Work instruction. Could you find each line of the data below that contains the word "backpack" and copy those lines?

Extracted material: Begin

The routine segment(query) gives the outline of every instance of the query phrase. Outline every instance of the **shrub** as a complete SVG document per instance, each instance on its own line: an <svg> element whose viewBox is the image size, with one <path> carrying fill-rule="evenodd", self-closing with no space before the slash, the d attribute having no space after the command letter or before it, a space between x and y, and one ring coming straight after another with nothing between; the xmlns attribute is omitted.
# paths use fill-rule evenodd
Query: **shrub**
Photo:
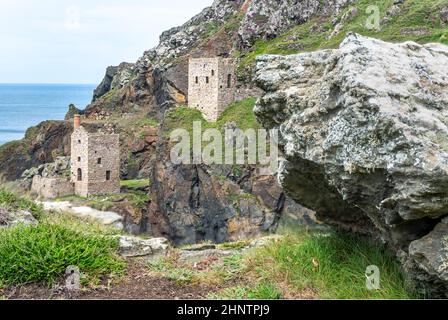
<svg viewBox="0 0 448 320"><path fill-rule="evenodd" d="M0 283L54 283L68 266L88 278L119 274L125 263L116 256L118 240L41 223L0 230Z"/></svg>
<svg viewBox="0 0 448 320"><path fill-rule="evenodd" d="M0 189L0 206L7 210L25 210L33 214L35 218L39 218L43 213L43 207L34 201L18 196L5 189Z"/></svg>

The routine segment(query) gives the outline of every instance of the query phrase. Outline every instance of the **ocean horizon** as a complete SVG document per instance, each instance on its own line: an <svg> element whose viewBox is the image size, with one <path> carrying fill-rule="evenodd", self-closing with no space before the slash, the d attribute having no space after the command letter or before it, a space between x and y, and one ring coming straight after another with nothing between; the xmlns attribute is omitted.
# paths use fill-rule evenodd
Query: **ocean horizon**
<svg viewBox="0 0 448 320"><path fill-rule="evenodd" d="M95 84L0 83L0 145L20 140L29 127L63 120L73 103L84 109Z"/></svg>

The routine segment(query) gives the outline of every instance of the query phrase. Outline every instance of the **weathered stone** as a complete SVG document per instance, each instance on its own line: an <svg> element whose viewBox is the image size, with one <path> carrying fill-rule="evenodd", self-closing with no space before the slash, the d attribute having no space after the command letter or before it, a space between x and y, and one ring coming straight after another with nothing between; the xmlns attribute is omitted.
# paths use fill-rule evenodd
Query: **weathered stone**
<svg viewBox="0 0 448 320"><path fill-rule="evenodd" d="M38 221L36 218L34 218L34 216L28 211L11 211L0 208L0 228L14 227L17 225L36 226L37 224Z"/></svg>
<svg viewBox="0 0 448 320"><path fill-rule="evenodd" d="M297 24L320 14L338 13L349 0L289 1L252 0L238 30L240 46L250 47L259 39L272 39Z"/></svg>
<svg viewBox="0 0 448 320"><path fill-rule="evenodd" d="M44 201L42 202L44 210L47 211L56 211L62 213L70 213L74 214L80 218L93 219L96 222L108 226L113 227L117 230L123 230L123 217L112 211L100 211L90 207L78 207L74 206L69 201Z"/></svg>
<svg viewBox="0 0 448 320"><path fill-rule="evenodd" d="M440 20L442 20L443 23L448 23L448 6L443 7L440 10Z"/></svg>
<svg viewBox="0 0 448 320"><path fill-rule="evenodd" d="M262 56L255 113L280 129L287 193L319 220L394 248L448 212L448 48L350 34L339 49Z"/></svg>
<svg viewBox="0 0 448 320"><path fill-rule="evenodd" d="M411 243L409 260L408 272L419 280L418 289L423 294L448 298L448 218Z"/></svg>
<svg viewBox="0 0 448 320"><path fill-rule="evenodd" d="M160 255L168 248L169 242L165 238L141 239L130 236L119 238L119 253L125 258Z"/></svg>

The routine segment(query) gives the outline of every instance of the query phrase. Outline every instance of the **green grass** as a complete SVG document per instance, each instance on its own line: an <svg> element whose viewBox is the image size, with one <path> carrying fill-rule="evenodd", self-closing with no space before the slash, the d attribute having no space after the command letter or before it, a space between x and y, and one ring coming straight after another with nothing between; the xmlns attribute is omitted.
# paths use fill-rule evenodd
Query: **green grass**
<svg viewBox="0 0 448 320"><path fill-rule="evenodd" d="M128 189L149 187L149 179L121 180L120 185Z"/></svg>
<svg viewBox="0 0 448 320"><path fill-rule="evenodd" d="M197 109L180 106L172 109L167 114L164 123L165 131L169 135L171 130L185 129L192 134L193 122L195 121L201 122L203 131L206 129L223 130L224 125L228 122L235 122L237 128L242 130L259 129L261 126L253 112L255 102L255 98L247 98L232 103L216 122L207 122Z"/></svg>
<svg viewBox="0 0 448 320"><path fill-rule="evenodd" d="M381 272L378 290L366 288L365 271L370 265L378 266ZM287 235L257 249L249 257L248 270L261 283L279 287L286 283L292 296L311 290L325 299L416 297L407 287L399 263L386 248L346 234Z"/></svg>
<svg viewBox="0 0 448 320"><path fill-rule="evenodd" d="M370 5L377 5L380 9L381 19L386 16L387 10L393 5L393 0L358 0L352 5L341 10L337 16L314 17L308 22L298 25L275 39L255 42L252 50L240 54L238 66L239 76L247 78L251 75L255 59L261 54L294 54L319 49L336 48L345 38L347 32L352 31L365 36L374 37L391 42L416 41L418 43L440 42L448 45L448 28L443 25L439 11L446 0L408 0L400 7L401 12L391 17L390 21L383 24L381 29L368 30L366 21L370 13L366 9ZM358 15L353 20L344 23L341 32L329 38L334 27L331 21L341 18L351 7L358 9ZM311 32L314 26L322 28L323 32ZM427 33L422 35L405 34L406 28L426 28Z"/></svg>
<svg viewBox="0 0 448 320"><path fill-rule="evenodd" d="M0 230L0 284L53 284L68 266L88 279L120 274L125 263L117 257L118 240L86 234L64 226L41 223Z"/></svg>
<svg viewBox="0 0 448 320"><path fill-rule="evenodd" d="M127 192L104 196L89 196L88 198L70 195L57 198L55 199L55 201L69 201L74 203L75 205L84 205L100 211L114 210L117 207L118 203L128 201L137 210L146 209L148 202L150 201L148 193L145 191L133 190L137 188L138 185L143 185L143 182L137 182L140 180L130 181L133 182L129 182L130 186L128 187ZM145 181L147 185L148 180ZM132 185L134 185L134 187Z"/></svg>
<svg viewBox="0 0 448 320"><path fill-rule="evenodd" d="M241 101L232 103L218 118L216 122L206 121L202 113L194 108L177 107L172 109L165 117L164 123L164 135L169 138L173 130L184 129L190 136L190 147L193 147L193 122L201 123L201 131L204 133L207 129L216 129L222 134L222 146L225 145L224 126L227 123L234 123L236 128L243 131L248 129L258 130L261 125L257 122L255 114L253 112L255 106L255 98L246 98ZM204 148L208 143L204 142L202 147ZM269 147L268 147L269 150ZM234 150L235 155L235 150ZM223 157L225 154L223 153ZM223 158L224 160L224 158Z"/></svg>
<svg viewBox="0 0 448 320"><path fill-rule="evenodd" d="M29 211L35 218L39 218L43 213L43 207L41 205L5 189L0 189L0 207L13 211Z"/></svg>

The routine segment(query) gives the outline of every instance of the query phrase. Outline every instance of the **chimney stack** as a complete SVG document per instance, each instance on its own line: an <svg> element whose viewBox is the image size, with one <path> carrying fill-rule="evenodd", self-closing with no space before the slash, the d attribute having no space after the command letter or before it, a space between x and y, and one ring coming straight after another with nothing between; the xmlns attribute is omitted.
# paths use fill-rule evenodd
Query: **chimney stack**
<svg viewBox="0 0 448 320"><path fill-rule="evenodd" d="M81 116L79 114L75 114L75 117L73 118L73 127L78 129L81 126Z"/></svg>

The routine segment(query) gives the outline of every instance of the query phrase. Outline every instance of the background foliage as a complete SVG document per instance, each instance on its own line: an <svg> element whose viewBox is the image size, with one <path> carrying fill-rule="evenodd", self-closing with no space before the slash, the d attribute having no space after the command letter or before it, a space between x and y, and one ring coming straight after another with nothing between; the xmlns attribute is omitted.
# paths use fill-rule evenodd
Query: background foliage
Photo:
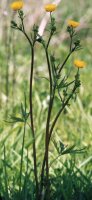
<svg viewBox="0 0 92 200"><path fill-rule="evenodd" d="M30 48L25 38L19 32L13 32L10 28L10 20L14 14L10 11L9 4L12 1L1 1L0 6L0 192L7 193L5 185L9 184L12 191L17 191L18 176L20 170L21 145L23 137L23 123L10 122L11 115L21 116L21 102L24 103L24 93L27 97L27 111L29 111L29 72L30 72ZM25 24L27 31L34 23L41 24L45 19L43 9L47 1L25 1L24 12L27 13ZM68 35L66 33L67 20L73 18L81 22L78 31L83 49L76 52L66 64L64 73L72 68L74 58L80 56L87 62L87 67L81 70L81 88L76 99L70 107L67 107L60 117L53 134L50 146L50 162L57 156L53 152L53 140L61 141L65 145L75 144L77 147L87 147L86 152L78 155L62 156L50 167L51 181L53 183L52 199L91 199L92 198L92 2L91 0L61 1L54 13L57 20L57 35L52 40L52 48L61 58L68 51ZM48 19L46 18L48 21ZM42 27L43 29L43 27ZM40 48L40 51L39 51ZM72 74L75 69L72 69ZM38 148L38 166L41 165L43 155L45 116L48 105L48 82L43 77L48 77L44 52L39 44L36 46L35 69L33 86L34 116L36 120L36 145ZM55 109L59 108L56 96ZM54 113L53 113L54 115ZM38 120L39 119L39 120ZM4 148L5 147L5 148ZM23 162L23 180L25 173L32 178L32 138L29 127L26 130L26 141ZM28 171L27 171L28 164ZM3 167L4 166L4 167ZM7 172L6 169L7 168ZM5 176L7 173L7 181ZM66 175L67 174L67 175ZM17 176L16 176L17 175ZM34 191L32 182L31 191ZM62 181L61 181L62 180ZM59 184L59 185L58 185ZM4 189L3 189L4 188ZM55 188L58 188L56 190ZM62 188L62 196L61 196ZM29 190L30 191L30 190ZM30 192L29 192L30 193ZM75 197L75 194L78 196ZM59 196L60 195L60 196ZM11 199L13 194L11 194ZM34 197L32 197L34 198Z"/></svg>

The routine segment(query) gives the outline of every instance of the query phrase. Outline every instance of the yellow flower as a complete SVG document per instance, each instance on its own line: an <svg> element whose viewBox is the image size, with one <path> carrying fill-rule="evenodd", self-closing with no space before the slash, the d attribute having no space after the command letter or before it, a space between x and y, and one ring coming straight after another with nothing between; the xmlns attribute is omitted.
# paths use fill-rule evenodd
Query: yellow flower
<svg viewBox="0 0 92 200"><path fill-rule="evenodd" d="M45 10L47 11L47 12L52 12L52 11L54 11L54 10L56 10L56 4L47 4L47 5L45 5Z"/></svg>
<svg viewBox="0 0 92 200"><path fill-rule="evenodd" d="M86 63L83 60L74 60L75 67L83 68L86 66Z"/></svg>
<svg viewBox="0 0 92 200"><path fill-rule="evenodd" d="M80 25L80 23L73 20L68 20L68 25L72 26L73 28L76 28Z"/></svg>
<svg viewBox="0 0 92 200"><path fill-rule="evenodd" d="M13 3L10 4L10 7L14 10L14 11L17 11L17 10L20 10L23 8L23 1L15 1Z"/></svg>

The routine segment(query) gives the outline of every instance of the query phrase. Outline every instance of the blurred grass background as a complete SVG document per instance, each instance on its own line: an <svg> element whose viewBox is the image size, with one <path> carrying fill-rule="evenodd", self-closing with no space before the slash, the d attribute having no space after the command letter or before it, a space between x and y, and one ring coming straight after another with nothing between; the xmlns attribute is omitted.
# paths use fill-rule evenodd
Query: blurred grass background
<svg viewBox="0 0 92 200"><path fill-rule="evenodd" d="M20 105L24 101L24 92L27 96L27 110L29 111L29 74L30 74L30 48L24 36L10 28L11 19L16 19L16 14L10 10L13 1L1 0L0 4L0 155L3 160L3 145L6 145L6 157L9 170L17 169L20 164L21 141L23 126L21 123L9 124L4 120L11 115L20 116ZM30 35L33 24L41 24L42 19L48 21L44 11L44 4L49 1L25 0L24 12L26 15L25 26ZM53 1L50 1L53 2ZM63 61L68 52L68 35L66 32L67 20L80 21L78 34L81 38L83 49L74 53L66 64L67 70L72 67L74 58L83 59L87 66L81 70L81 87L76 102L71 103L60 117L53 138L62 140L64 144L76 144L79 148L86 146L85 154L76 155L74 158L83 172L92 172L92 1L91 0L62 0L53 15L57 21L57 34L52 40L52 50ZM41 27L43 29L43 27ZM45 33L43 33L44 35ZM40 49L40 50L39 50ZM48 101L48 83L41 77L48 77L44 52L39 44L36 45L33 105L36 122L36 145L39 149L38 165L44 144L45 116ZM67 72L64 71L64 73ZM73 68L73 72L75 69ZM55 111L59 109L56 99ZM53 114L55 114L55 111ZM53 118L53 117L52 117ZM30 138L30 140L29 140ZM26 166L27 149L32 149L32 139L29 127L26 130L24 151L24 169ZM44 148L44 147L43 147ZM50 158L53 159L53 143L50 146ZM66 157L63 157L65 160ZM62 160L62 159L61 159ZM62 165L59 159L54 167ZM29 165L32 164L32 152L29 152ZM2 172L2 162L0 164ZM11 172L12 173L12 172ZM16 174L16 170L15 170Z"/></svg>

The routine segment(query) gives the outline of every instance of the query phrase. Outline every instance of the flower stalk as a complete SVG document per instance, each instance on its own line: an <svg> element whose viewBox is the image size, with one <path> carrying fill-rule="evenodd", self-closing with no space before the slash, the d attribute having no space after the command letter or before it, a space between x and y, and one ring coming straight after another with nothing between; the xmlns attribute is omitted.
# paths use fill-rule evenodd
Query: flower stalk
<svg viewBox="0 0 92 200"><path fill-rule="evenodd" d="M35 144L35 132L34 132L34 120L33 120L33 102L32 102L32 88L33 88L33 68L34 68L34 45L35 45L35 40L31 40L28 36L28 34L25 31L25 26L24 26L24 14L23 11L18 10L19 18L21 20L21 25L17 26L17 24L12 21L12 28L15 28L19 31L21 31L31 49L31 71L30 71L30 91L29 91L29 104L30 104L30 127L31 127L31 133L32 133L32 138L33 138L33 159L34 159L34 176L35 176L35 183L36 183L36 196L38 195L38 177L37 177L37 159L36 159L36 144ZM35 37L34 37L35 39Z"/></svg>

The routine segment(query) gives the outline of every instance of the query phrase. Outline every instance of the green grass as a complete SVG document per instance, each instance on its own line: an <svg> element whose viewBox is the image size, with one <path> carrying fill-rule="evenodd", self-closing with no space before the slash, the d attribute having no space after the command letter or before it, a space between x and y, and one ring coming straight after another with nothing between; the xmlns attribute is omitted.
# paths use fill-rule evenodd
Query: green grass
<svg viewBox="0 0 92 200"><path fill-rule="evenodd" d="M76 145L76 148L84 148L85 153L76 155L63 155L59 157L50 167L50 199L51 200L91 200L92 199L92 38L91 38L91 1L76 3L62 1L56 15L59 21L58 29L61 34L65 33L66 21L68 18L79 20L84 17L88 28L80 30L83 49L76 52L66 64L63 72L68 73L71 68L71 75L75 73L72 67L73 60L77 57L87 62L87 67L81 70L81 87L76 101L71 102L70 107L66 107L55 126L52 141L50 144L49 156L50 163L58 156L54 150L53 140L59 144ZM76 12L76 10L77 12ZM61 22L62 15L62 22ZM60 41L61 34L57 33ZM19 36L18 36L19 37ZM21 37L21 36L20 36ZM68 39L58 42L55 36L52 45L56 45L54 53L60 57L61 62L67 55ZM17 41L17 40L16 40ZM55 42L54 42L55 41ZM40 51L39 51L40 48ZM57 51L57 48L59 51ZM47 66L44 62L44 52L40 45L36 46L35 75L33 85L33 106L36 128L36 146L38 158L38 172L44 152L44 133L45 119L47 111L48 81L43 77L48 77ZM20 163L23 141L23 123L7 123L10 116L21 116L21 102L24 103L24 92L27 97L27 112L29 112L29 73L30 73L30 49L23 36L19 43L15 42L15 83L13 85L14 60L11 53L9 60L9 97L6 96L6 53L5 47L1 42L0 48L0 195L3 200L35 200L35 184L33 176L33 155L32 155L32 136L30 128L26 126L23 172L22 172L22 191L19 194L20 184ZM36 106L35 106L36 105ZM43 107L42 107L43 106ZM60 102L55 97L54 111L60 107ZM29 122L30 123L30 122Z"/></svg>

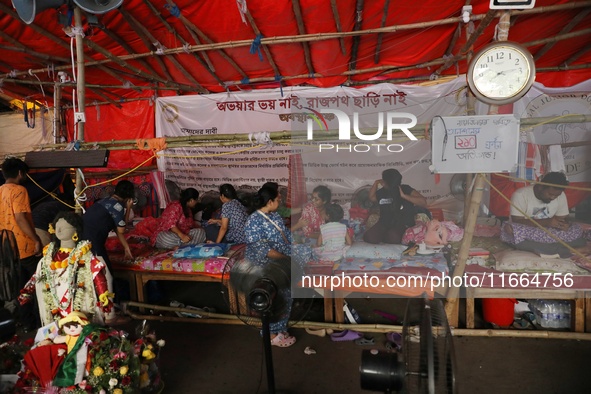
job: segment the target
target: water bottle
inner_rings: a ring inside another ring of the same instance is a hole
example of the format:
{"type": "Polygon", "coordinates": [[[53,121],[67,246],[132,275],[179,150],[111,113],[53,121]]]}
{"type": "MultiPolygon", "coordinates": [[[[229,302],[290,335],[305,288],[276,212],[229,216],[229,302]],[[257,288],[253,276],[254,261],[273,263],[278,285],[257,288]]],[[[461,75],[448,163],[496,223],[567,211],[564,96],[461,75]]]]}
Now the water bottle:
{"type": "Polygon", "coordinates": [[[559,328],[570,328],[570,302],[560,301],[560,324],[559,328]]]}

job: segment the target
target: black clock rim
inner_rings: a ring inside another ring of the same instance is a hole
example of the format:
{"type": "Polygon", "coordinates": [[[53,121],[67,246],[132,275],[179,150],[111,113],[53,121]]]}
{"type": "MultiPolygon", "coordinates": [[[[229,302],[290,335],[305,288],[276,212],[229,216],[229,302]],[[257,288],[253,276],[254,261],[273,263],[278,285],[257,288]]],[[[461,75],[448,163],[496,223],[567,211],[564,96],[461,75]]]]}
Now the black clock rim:
{"type": "Polygon", "coordinates": [[[536,66],[532,54],[523,45],[520,45],[512,41],[495,41],[482,47],[470,60],[470,64],[468,65],[468,72],[466,73],[466,80],[468,82],[468,86],[470,87],[472,93],[474,93],[474,96],[476,96],[478,100],[486,104],[493,105],[505,105],[516,102],[517,100],[525,96],[525,94],[531,89],[531,87],[534,84],[535,78],[536,66]],[[515,93],[514,95],[503,98],[489,97],[481,93],[474,84],[474,65],[476,64],[476,59],[479,59],[486,51],[494,47],[502,46],[510,46],[523,53],[524,57],[527,59],[528,64],[530,65],[530,75],[525,85],[523,85],[523,88],[521,88],[521,90],[515,93]]]}

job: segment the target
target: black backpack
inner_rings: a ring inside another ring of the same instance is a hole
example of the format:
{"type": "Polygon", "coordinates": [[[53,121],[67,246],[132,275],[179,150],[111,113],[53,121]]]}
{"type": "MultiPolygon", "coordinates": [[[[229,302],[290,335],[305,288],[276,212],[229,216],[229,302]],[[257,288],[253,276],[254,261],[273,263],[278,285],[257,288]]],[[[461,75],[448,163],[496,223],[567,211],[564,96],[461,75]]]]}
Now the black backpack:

Extracted material: End

Answer to this exercise.
target: black backpack
Now the black backpack:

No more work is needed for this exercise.